→ What you have to do
What lines in the following entries hold the word "hull"? Copy each one.

-- Information shown follows --

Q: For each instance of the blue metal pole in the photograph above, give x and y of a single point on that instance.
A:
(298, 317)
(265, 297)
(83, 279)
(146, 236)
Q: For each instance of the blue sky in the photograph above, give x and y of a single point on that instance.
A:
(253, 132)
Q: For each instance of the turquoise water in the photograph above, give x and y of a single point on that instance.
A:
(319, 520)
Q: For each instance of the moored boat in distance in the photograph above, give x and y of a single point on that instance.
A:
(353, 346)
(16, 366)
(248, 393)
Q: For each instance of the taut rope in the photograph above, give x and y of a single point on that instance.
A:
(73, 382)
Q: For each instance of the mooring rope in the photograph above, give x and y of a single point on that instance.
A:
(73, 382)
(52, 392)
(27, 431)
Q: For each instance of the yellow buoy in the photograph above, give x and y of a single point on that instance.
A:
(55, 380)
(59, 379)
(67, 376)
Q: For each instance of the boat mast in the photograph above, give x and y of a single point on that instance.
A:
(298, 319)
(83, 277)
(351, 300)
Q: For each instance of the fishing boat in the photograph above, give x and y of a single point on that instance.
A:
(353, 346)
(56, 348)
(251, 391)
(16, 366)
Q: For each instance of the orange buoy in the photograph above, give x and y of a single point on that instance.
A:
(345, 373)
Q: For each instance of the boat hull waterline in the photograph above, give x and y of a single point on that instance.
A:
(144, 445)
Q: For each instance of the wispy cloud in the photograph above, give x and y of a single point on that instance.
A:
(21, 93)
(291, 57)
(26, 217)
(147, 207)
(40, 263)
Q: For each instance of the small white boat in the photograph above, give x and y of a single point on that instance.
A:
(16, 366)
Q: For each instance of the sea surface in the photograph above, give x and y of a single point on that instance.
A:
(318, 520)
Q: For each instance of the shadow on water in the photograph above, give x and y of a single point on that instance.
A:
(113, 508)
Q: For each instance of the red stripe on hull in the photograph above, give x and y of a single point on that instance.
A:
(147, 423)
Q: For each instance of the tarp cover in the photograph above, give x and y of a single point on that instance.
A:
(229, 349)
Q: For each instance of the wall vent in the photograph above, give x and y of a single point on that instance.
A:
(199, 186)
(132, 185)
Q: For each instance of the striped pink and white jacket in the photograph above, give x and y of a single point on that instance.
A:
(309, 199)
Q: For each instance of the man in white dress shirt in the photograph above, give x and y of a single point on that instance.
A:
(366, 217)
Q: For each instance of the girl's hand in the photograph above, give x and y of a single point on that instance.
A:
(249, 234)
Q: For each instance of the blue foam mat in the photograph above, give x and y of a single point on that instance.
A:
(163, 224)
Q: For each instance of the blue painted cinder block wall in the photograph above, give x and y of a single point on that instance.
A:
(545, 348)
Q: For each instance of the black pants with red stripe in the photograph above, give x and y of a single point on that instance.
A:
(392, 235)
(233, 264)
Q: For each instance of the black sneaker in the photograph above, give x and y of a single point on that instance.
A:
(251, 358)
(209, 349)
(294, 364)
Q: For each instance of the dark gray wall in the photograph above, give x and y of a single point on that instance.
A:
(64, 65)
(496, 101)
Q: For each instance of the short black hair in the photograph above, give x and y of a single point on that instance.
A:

-- Information shown concluded --

→ Completed exercise
Q: For each instance of the boat hull waterline in the photograph above, give x and y of a single point on that instance.
Q: For each instance of the red stripe on hull in the photograph above, give x and y of a single point on that instance.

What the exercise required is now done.